» **Set exercise 1**:
Answer these questions using the text on the Center for Citizenship Education below:
(a) In what year was the Center for Citizenship Education established?
(b) What is the full name of the CCE's oldest program?
(c) For what type of school was that program designed?
» **Set exercise 2**:
Write a continuation of the text on the Center for Citizenship Education below, picking up after its final sentence.

» **Document text**:
A Politeia partner in Poland: the Center for Citizenship Education

Established in 1994, the Center for Citizenship Education (the CCE) is a non-governmental educational foundation. The CCE promotes civic knowledge, practical skills and attitudes necessary in the building of a democratic state founded on the rule of law and civil society.

In our opinion civic education can be provided on three levels of school:

  1. through supporting civic education as a school subject (i.e. curriculum, textbooks, training for teachers, website);
  2. through helping build up school society (i.e. building the school environment and launching co-operation between the various clients of the school: teachers, administrative staff, parents, and – of course – students);
  3. through launching and supporting students projects, providing them with new skills, knowledge and attitudes (i.e. providing students projects focused on local activities).

What this comes down to in practice can be illustrated with three of our most successful projects in Poland and with two recent international ones.

KOSS

Civic Education in Local Government Schools (KOSS) is the CCE’s oldest program. This program for junior high schools started in the early 1990’s, when the CCE decided to take an active part in the reforms then taking place in Polish schools. The primary objective of reform was to make civic education both effective and enjoyable for pupils.

Participation

The program KOSS prepares pupils for active participation in a democratic society by introducing pupils to the basic issues of democracy and civic engagement, the political and legal systems in Poland, and the basic rules governing the market economy. KOSS lessons are unlike regular school classes because they involve interactive games, discussions, and group work and projects. Many lesson activities involve using the Internet, the press and other sources of information. Apart from its educational and informative aspects, KOSS textbooks value pupil experiences and emphasize the importance of participation in daily life. This approach to education shows that learning can be fun, interesting and engaging, but it can also seem difficult to teachers because it requires active participation in the learning process and openness to new ideas.

» **Supplied entries**:

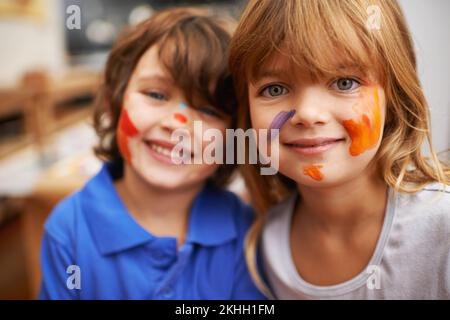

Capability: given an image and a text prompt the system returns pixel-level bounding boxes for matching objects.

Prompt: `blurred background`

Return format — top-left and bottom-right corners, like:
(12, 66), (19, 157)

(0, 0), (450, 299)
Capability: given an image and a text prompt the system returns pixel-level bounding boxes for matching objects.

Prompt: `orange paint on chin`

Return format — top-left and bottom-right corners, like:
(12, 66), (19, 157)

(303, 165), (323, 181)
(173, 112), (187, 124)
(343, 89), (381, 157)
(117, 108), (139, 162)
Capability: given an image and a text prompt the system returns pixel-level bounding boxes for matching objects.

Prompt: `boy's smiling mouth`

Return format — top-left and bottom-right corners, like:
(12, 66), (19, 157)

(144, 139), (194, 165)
* * *
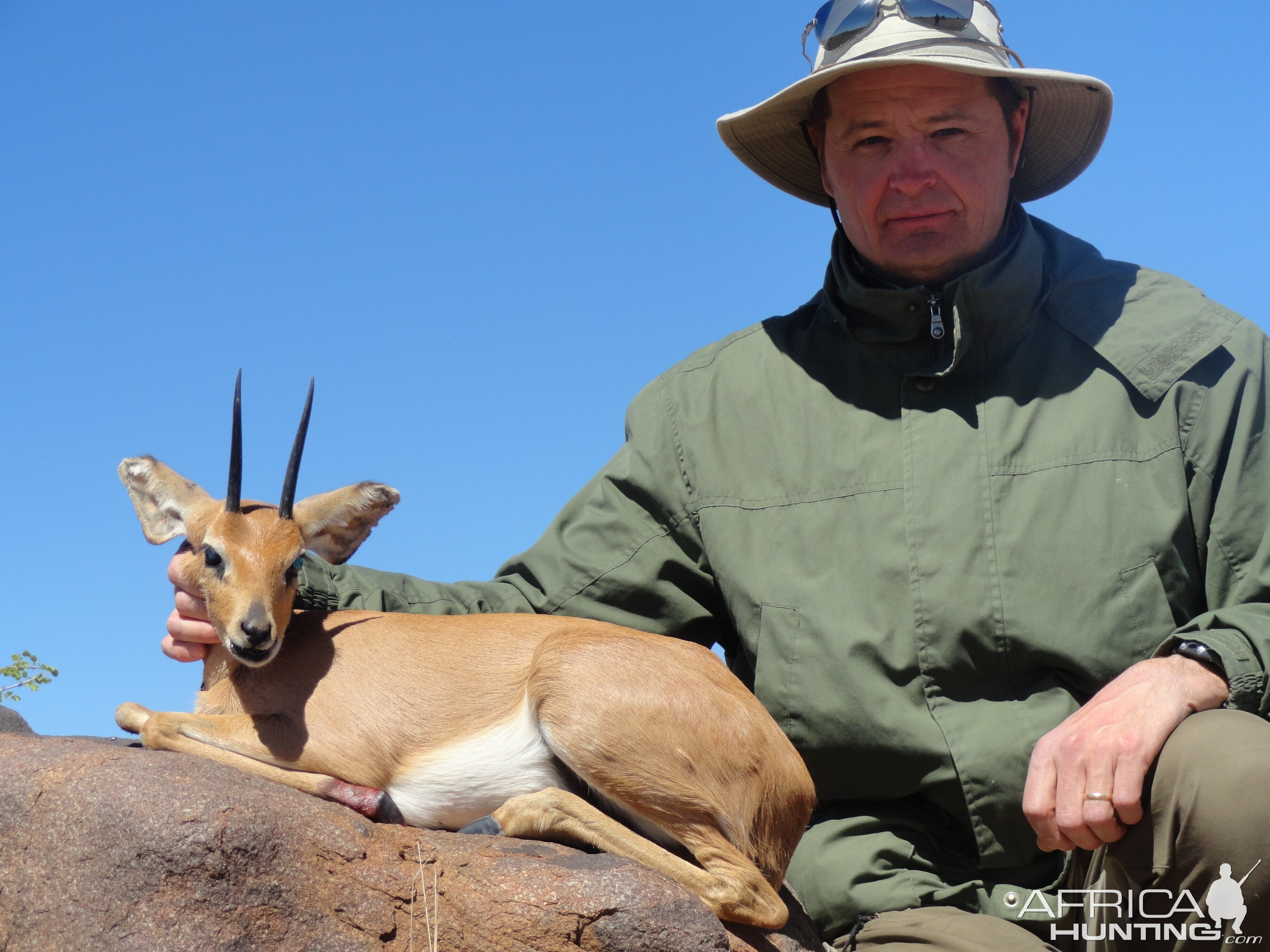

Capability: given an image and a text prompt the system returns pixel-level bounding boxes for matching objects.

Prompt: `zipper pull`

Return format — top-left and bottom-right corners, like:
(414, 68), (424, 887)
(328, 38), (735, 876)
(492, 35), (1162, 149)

» **Output 1**:
(a) 1994
(b) Civic Education in Local Government Schools (KOSS)
(c) Junior high schools

» **Output 2**:
KOSS has become the most common civic education program for junior high schools. The accompanying textbook is used by 350,000 pupils each year. In the first year of the educational reform, the CCE was awarded an honorary distinction for ‘Outstanding Service in Education’ for introducing KOSS into Polish schools.

Support

To support teachers in this new approach, the CCE has prepared detailed lesson plans and examples. The CCE firmly believes that the greatest reward for the effort required on the part of teachers is the satisfaction of seeing pupils develop as active citizens in society. This teacher support has now been continued in a brand new Internet course for Polish and American teachers of civic education. The textbook and curriculum guides provided by KOSS are accompanied by a wide range of information available to teachers and pupils through the Internet (www.ceo.org.pl/koss).

Youth Against Corruption

The CCE launched this program in January 2004 as part of a larger initiative to introduce education about corruption into the school curriculum in Poland. The CCE developed a curriculum plan and teacher trainings for teaching about corruption, about the threats associated with it, as well as about the means of fighting corruption.

Accessible

The objective of the program is to make information about the issue of corruption more widely accessible, to introduce methods of teaching about corruption, and to educate about public policy regarding corruption. The CCE advises on curriculum development, publishes relevant teaching materials, organizes teacher trainings, establishes working relationships with local government and educational authorities, and has developed an Internet-based support system for educators and pupils involved in school anti-corruption programs.

Over 3500 teachers has been trained and prepared to teach about corruption. Over 3000 students are involved in anticorruption projects.

Engaging

Directly involving pupils in special projects is particularly important because it encourages young people to become socially engaged in the fight against corruption. Through the project, pupils should deepen their knowledge about the threats of corruption, learn how to recognize situations that lead to corruption in everyday life, change their attitudes and level of tolerance for corruption in their own environment and overcome the sense of defeat and hopelessness about fighting corruption. We also provide a website about the program, which gives access to educational materials and relevant links, accounts of youth projects and serves as a forum for discussion and debate on corruption: www.ceo.org.pl/przeciwkorupcji.

Topics

The CCE lessons deal with topics such as the history, definitions and causes of corruption, corruption-generating factors and statistical data illustrating changes in corruption levels. Examples of corruption are given to prompt pupils to analyze and understand what constitutes corruption. Attention is given to negative effects of corruption for both the economy and society and how to behave when confronted with corruption. Pupils receive a training on how to organize an anti-corruption project, step-by-step: by exchanging ideas, strategizing about how to get projects started, planning a project from start to finish, and by implementing specific activities for their project.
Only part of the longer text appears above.